Syrian Refugees: Resettlement And New Lives


After escaping from the civil war in Syria to various host countries, such as Turkey, Greece, and Scandinavia, Syrian refugees have been resettled and begun their new lives.

The Syrian Civil War began in 2011, with an anti-regime uprising starting in March of the same year. During this period, over 5 million people fled the country, 6.3 million have been displaced internally, and around 400,000 have been killed. Such intense violence has had devastating influences on civilians, which has caused it to be condemned by different political entities, such as the European Union, the Arab League, the United States and so on, in accordance with CNN.

Therefore, for the sake of humanitarian protection and assistance, several host countries are willing to provide accommodation and residency for those people who have run away from the cruel war. For instance, according to BBC, the Greek island of Tilos, with an 800-strong community, welcomes Syrian refugees and will offer them places of resettlement on the condition that they work and integrate into the local society. Moreover, in Turkey, there is a refugee camp located on the outskirts of Kahramanmaras, which enables newcomers to feel at home as they have access to almost all the things they need and require. In addition, Syrians are among 24,000 of the displaced people in this country, living in air-conditioned container-unit houses with kitchens, bedrooms, televisions, and laundry machines. Apart from these, according to The Economist, the camp is also equipped with some basic facilities and services, such as schools, hospitals, and supermarkets.

**********

Your goal -> Copy the article on Syrian refugees starting at "Syrian Refugees: Resettlement" and ending at "their new lives.", putting "receiving countries" in place of "host countries".

Provided records ->
**********

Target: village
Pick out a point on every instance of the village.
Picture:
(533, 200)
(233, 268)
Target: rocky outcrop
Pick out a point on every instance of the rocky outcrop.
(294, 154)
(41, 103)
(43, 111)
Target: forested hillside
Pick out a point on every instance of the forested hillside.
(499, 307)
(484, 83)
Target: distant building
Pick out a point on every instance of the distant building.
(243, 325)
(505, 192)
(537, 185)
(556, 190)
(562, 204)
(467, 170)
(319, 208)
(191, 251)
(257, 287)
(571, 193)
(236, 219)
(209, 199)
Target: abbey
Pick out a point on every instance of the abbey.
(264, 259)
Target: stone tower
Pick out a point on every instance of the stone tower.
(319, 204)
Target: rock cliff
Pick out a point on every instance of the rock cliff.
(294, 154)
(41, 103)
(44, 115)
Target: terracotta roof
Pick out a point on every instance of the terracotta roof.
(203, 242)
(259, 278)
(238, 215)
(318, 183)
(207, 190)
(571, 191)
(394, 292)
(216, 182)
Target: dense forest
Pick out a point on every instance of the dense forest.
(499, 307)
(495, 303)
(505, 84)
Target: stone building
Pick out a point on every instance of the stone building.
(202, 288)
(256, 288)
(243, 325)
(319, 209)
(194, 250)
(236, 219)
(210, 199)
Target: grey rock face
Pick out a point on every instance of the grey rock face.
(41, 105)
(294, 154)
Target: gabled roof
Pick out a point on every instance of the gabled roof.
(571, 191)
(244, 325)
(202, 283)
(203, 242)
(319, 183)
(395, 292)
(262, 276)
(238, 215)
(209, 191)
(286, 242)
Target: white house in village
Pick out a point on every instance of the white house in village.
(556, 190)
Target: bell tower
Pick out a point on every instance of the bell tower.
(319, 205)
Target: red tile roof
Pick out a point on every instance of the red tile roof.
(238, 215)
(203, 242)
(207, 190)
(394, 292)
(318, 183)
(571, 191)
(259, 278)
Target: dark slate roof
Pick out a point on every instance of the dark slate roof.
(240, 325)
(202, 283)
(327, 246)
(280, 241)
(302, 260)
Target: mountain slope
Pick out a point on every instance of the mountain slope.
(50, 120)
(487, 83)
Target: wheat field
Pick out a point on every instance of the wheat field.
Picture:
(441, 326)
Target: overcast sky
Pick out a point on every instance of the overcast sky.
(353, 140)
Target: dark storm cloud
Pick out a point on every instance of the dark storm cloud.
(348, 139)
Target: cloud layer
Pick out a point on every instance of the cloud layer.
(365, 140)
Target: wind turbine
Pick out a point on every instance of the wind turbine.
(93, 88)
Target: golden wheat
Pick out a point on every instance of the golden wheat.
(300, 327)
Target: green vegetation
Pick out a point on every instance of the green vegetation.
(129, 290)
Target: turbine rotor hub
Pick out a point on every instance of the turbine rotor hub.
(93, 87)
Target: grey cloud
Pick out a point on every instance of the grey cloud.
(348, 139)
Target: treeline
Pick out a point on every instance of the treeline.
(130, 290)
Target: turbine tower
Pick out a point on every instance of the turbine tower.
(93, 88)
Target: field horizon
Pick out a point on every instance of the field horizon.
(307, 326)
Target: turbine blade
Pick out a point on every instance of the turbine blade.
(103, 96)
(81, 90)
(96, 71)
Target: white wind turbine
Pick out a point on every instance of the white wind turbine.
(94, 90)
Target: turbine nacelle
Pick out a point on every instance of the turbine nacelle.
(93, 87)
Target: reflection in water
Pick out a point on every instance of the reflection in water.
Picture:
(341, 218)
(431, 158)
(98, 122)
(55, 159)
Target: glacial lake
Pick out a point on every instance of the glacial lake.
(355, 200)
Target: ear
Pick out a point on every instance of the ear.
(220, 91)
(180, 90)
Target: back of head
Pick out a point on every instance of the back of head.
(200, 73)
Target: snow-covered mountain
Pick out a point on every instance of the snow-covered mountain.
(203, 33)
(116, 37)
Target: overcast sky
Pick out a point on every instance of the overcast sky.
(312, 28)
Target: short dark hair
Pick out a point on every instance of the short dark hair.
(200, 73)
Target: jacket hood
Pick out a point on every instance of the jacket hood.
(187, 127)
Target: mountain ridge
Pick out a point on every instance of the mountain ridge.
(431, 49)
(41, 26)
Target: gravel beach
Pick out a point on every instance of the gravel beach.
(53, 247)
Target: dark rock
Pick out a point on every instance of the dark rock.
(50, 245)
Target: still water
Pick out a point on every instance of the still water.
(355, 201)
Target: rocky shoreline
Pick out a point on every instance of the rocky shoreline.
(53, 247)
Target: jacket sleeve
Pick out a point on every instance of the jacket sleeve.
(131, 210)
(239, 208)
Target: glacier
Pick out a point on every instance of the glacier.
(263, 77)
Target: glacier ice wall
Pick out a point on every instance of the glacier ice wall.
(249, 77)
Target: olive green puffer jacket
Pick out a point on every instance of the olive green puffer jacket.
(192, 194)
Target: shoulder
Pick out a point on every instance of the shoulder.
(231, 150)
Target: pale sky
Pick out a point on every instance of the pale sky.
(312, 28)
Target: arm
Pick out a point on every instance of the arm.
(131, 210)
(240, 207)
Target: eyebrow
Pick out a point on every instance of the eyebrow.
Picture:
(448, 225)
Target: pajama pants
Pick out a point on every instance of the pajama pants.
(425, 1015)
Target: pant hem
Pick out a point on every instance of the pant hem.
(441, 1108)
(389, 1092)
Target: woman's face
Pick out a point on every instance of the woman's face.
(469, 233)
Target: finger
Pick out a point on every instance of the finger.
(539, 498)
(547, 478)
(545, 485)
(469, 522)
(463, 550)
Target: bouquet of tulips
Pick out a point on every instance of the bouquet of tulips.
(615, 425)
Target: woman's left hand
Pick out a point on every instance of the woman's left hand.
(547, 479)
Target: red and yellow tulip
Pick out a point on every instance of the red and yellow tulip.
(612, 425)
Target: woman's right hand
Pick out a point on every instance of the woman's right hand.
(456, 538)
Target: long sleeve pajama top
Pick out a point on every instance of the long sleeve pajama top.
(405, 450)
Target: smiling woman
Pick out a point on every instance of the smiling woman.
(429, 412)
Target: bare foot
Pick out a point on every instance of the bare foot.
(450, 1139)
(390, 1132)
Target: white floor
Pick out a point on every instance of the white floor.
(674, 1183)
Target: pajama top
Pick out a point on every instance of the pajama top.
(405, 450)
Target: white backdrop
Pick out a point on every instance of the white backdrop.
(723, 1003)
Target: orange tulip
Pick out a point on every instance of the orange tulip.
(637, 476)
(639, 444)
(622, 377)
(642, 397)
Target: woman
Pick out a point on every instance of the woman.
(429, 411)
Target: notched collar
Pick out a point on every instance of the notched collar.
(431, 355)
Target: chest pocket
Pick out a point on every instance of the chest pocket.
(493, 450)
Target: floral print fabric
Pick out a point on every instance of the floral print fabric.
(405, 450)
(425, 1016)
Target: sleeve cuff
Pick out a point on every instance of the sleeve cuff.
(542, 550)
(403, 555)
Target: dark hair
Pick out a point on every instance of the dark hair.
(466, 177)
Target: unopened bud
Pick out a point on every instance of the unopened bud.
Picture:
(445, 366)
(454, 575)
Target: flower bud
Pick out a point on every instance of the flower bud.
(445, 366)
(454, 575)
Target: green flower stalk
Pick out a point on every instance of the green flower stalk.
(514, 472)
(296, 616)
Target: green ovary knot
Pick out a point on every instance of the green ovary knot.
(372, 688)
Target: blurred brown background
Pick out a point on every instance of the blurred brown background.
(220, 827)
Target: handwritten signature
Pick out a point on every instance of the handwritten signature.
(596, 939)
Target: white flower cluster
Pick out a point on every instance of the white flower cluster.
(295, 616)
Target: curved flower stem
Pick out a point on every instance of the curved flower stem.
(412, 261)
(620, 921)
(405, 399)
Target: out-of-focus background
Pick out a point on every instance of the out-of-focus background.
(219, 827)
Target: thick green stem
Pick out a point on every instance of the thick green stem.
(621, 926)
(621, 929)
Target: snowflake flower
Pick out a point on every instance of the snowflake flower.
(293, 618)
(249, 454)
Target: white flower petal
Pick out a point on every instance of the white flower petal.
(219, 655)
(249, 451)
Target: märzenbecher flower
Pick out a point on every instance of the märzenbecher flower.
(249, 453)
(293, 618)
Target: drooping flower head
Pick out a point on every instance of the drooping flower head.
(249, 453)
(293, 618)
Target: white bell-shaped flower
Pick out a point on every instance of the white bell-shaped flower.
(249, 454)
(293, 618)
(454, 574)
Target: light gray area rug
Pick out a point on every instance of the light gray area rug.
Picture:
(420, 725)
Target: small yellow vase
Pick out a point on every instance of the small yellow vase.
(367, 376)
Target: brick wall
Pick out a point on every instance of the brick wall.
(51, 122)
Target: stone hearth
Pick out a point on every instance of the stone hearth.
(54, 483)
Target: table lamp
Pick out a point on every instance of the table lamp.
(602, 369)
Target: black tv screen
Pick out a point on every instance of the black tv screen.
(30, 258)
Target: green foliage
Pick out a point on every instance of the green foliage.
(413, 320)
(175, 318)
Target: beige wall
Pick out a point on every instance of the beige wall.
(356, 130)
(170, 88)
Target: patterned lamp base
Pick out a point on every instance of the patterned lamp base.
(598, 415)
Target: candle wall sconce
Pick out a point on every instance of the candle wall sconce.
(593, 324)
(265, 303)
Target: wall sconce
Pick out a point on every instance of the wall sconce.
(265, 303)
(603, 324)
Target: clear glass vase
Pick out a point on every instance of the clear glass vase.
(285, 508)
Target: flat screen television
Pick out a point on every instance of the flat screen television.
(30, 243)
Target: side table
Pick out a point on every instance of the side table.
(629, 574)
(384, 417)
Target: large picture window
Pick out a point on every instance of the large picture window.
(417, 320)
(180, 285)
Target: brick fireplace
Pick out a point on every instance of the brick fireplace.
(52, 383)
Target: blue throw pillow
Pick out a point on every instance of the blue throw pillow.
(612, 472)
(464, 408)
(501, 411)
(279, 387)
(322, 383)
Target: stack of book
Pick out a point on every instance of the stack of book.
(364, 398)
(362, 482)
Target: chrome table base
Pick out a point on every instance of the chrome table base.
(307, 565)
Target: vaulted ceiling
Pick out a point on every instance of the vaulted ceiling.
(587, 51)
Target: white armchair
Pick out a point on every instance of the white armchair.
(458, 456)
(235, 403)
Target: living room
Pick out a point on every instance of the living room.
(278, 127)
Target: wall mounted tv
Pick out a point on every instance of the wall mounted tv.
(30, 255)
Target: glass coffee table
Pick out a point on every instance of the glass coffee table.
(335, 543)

**********

Task solution ->
Syrian Refugees: Resettlement And New Lives


After escaping from the civil war in Syria to various receiving countries, such as Turkey, Greece, and Scandinavia, Syrian refugees have been resettled and begun their new lives.